** BEGIN Data provided **

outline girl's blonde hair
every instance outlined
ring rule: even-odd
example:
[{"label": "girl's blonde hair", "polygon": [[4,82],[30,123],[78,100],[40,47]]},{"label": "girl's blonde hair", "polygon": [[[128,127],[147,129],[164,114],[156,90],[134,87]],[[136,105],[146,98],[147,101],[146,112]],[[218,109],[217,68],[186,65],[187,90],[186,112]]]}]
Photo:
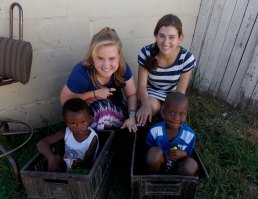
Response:
[{"label": "girl's blonde hair", "polygon": [[124,73],[126,69],[125,58],[122,52],[122,42],[118,37],[116,31],[112,28],[105,27],[102,28],[98,33],[96,33],[90,43],[89,50],[83,61],[85,67],[91,68],[90,78],[96,87],[101,87],[97,80],[97,70],[94,67],[93,55],[96,50],[101,46],[116,45],[119,54],[119,67],[114,73],[114,81],[117,86],[122,86],[125,83]]}]

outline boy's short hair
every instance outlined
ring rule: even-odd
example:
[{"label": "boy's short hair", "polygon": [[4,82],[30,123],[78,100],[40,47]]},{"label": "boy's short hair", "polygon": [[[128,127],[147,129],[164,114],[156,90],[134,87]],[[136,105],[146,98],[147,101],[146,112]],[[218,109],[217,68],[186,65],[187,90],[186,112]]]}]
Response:
[{"label": "boy's short hair", "polygon": [[79,112],[81,110],[86,110],[90,113],[90,108],[84,100],[80,98],[69,99],[64,103],[62,108],[63,118],[65,118],[67,112]]},{"label": "boy's short hair", "polygon": [[175,91],[175,92],[171,92],[170,94],[167,95],[167,97],[165,98],[165,104],[167,102],[172,102],[173,104],[187,102],[187,105],[188,105],[188,97],[186,95],[184,95],[183,93]]}]

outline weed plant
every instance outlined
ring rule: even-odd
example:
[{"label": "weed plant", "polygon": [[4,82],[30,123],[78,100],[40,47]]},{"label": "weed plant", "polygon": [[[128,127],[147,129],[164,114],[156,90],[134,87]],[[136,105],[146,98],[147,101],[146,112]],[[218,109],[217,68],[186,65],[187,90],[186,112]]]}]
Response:
[{"label": "weed plant", "polygon": [[257,118],[209,97],[191,95],[190,102],[188,121],[209,173],[196,198],[257,198]]},{"label": "weed plant", "polygon": [[[209,178],[200,179],[195,198],[257,199],[257,117],[236,110],[214,98],[191,94],[188,122],[197,133],[196,148],[209,173]],[[63,124],[48,124],[46,129],[49,133],[54,133],[61,126],[63,127]],[[43,136],[39,135],[36,133],[30,144],[13,155],[20,168],[36,153],[35,144],[40,136]],[[0,143],[12,146],[22,138],[16,137],[11,141],[0,139]],[[23,189],[18,189],[16,186],[10,163],[3,158],[0,159],[0,175],[0,198],[26,198]],[[107,198],[129,199],[128,157],[117,156],[114,159],[110,179]]]}]

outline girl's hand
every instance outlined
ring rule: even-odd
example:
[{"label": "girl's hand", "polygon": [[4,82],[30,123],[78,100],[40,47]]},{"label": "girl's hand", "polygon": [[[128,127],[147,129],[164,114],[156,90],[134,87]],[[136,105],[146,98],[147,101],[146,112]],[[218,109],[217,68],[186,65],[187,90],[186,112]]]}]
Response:
[{"label": "girl's hand", "polygon": [[63,162],[63,158],[60,155],[51,155],[47,158],[48,171],[59,171],[60,162]]},{"label": "girl's hand", "polygon": [[137,131],[137,124],[135,122],[135,117],[129,117],[124,121],[123,126],[121,126],[121,129],[128,128],[129,132],[136,132]]},{"label": "girl's hand", "polygon": [[110,95],[113,95],[113,92],[116,91],[115,88],[100,88],[95,90],[96,97],[107,99]]},{"label": "girl's hand", "polygon": [[144,126],[149,119],[149,122],[152,120],[152,111],[149,103],[143,104],[136,114],[136,120],[139,126]]},{"label": "girl's hand", "polygon": [[187,153],[181,149],[170,149],[168,151],[167,158],[169,160],[177,161],[179,159],[185,158],[187,156]]}]

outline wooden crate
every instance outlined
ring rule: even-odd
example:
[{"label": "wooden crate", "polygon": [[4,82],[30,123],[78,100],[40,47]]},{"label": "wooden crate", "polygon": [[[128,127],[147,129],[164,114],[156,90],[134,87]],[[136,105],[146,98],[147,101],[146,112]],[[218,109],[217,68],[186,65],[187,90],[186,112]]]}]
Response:
[{"label": "wooden crate", "polygon": [[[100,142],[99,154],[88,174],[47,172],[46,159],[41,154],[34,156],[20,171],[27,196],[49,199],[104,198],[113,158],[114,132],[97,133]],[[63,151],[59,146],[55,146],[55,149]]]},{"label": "wooden crate", "polygon": [[145,157],[147,148],[145,140],[149,128],[140,128],[135,135],[133,155],[131,163],[131,199],[191,199],[194,198],[196,187],[200,177],[208,177],[196,150],[193,158],[199,166],[198,176],[180,176],[147,173]]}]

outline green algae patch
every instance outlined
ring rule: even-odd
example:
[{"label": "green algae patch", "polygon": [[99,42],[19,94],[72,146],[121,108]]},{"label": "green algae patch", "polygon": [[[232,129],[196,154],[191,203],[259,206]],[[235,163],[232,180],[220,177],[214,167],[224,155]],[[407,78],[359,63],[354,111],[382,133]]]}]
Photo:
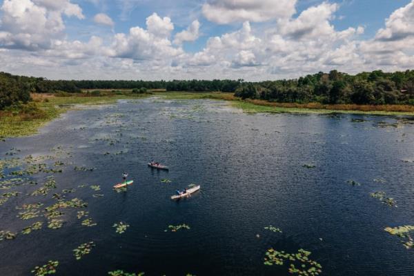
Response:
[{"label": "green algae patch", "polygon": [[56,268],[59,266],[58,261],[49,261],[48,264],[41,266],[36,266],[31,272],[34,276],[46,276],[56,273]]},{"label": "green algae patch", "polygon": [[390,207],[397,207],[397,202],[392,197],[387,197],[385,192],[375,192],[369,194],[369,196],[378,199],[381,202]]},{"label": "green algae patch", "polygon": [[309,258],[311,253],[299,249],[296,253],[287,253],[270,248],[266,253],[264,264],[283,266],[288,263],[288,272],[303,276],[317,276],[322,273],[322,266]]},{"label": "green algae patch", "polygon": [[414,233],[414,226],[406,225],[405,226],[386,227],[384,229],[391,235],[398,236],[401,238],[401,242],[407,249],[414,248],[414,240],[411,235]]},{"label": "green algae patch", "polygon": [[266,226],[266,227],[264,228],[264,229],[265,229],[265,230],[268,230],[269,231],[271,231],[271,232],[275,232],[275,233],[283,233],[283,232],[282,231],[282,230],[280,230],[280,228],[276,228],[276,227],[272,226],[271,225],[270,225],[270,226]]},{"label": "green algae patch", "polygon": [[43,226],[43,222],[37,221],[34,222],[30,226],[25,227],[21,230],[21,233],[23,235],[28,235],[32,233],[32,231],[36,231],[37,230],[41,229],[41,226]]},{"label": "green algae patch", "polygon": [[126,231],[126,228],[128,228],[129,226],[129,224],[122,221],[118,222],[117,224],[114,224],[114,225],[112,225],[112,227],[116,228],[115,233],[117,234],[124,233],[125,231]]},{"label": "green algae patch", "polygon": [[168,232],[168,230],[171,231],[171,232],[177,232],[179,231],[180,230],[190,230],[190,228],[189,226],[188,226],[186,224],[180,224],[180,225],[169,225],[168,226],[168,228],[164,230],[164,232]]},{"label": "green algae patch", "polygon": [[124,270],[118,270],[114,271],[109,271],[108,273],[108,275],[110,276],[144,276],[145,275],[145,273],[139,272],[137,273],[129,273],[124,272]]},{"label": "green algae patch", "polygon": [[92,227],[97,225],[96,222],[94,222],[92,219],[86,219],[82,221],[82,225],[83,226]]},{"label": "green algae patch", "polygon": [[95,244],[93,241],[82,244],[73,250],[73,255],[77,260],[79,260],[84,255],[90,253],[92,248],[94,247],[95,247]]},{"label": "green algae patch", "polygon": [[12,233],[11,231],[0,231],[0,241],[3,239],[14,239],[17,236],[17,233]]}]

** END Data provided **

## Written exercise
From the listing above, extract every line that contains the word "blonde".

## Full answer
outline girl's blonde hair
[{"label": "girl's blonde hair", "polygon": [[4,82],[30,123],[78,100],[40,47]]},{"label": "girl's blonde hair", "polygon": [[[128,127],[147,129],[164,114],[156,90],[134,87]],[[136,105],[146,98],[147,101],[146,112]],[[218,109],[217,68],[186,65],[187,90],[186,112]]]}]
[{"label": "girl's blonde hair", "polygon": [[124,73],[126,69],[125,58],[122,52],[122,42],[118,37],[116,31],[112,28],[105,27],[102,28],[98,33],[96,33],[90,43],[89,50],[83,61],[85,67],[91,68],[90,78],[96,87],[101,87],[97,80],[97,70],[94,67],[93,55],[96,50],[101,46],[116,45],[119,54],[119,67],[114,73],[114,81],[117,86],[122,86],[125,83]]}]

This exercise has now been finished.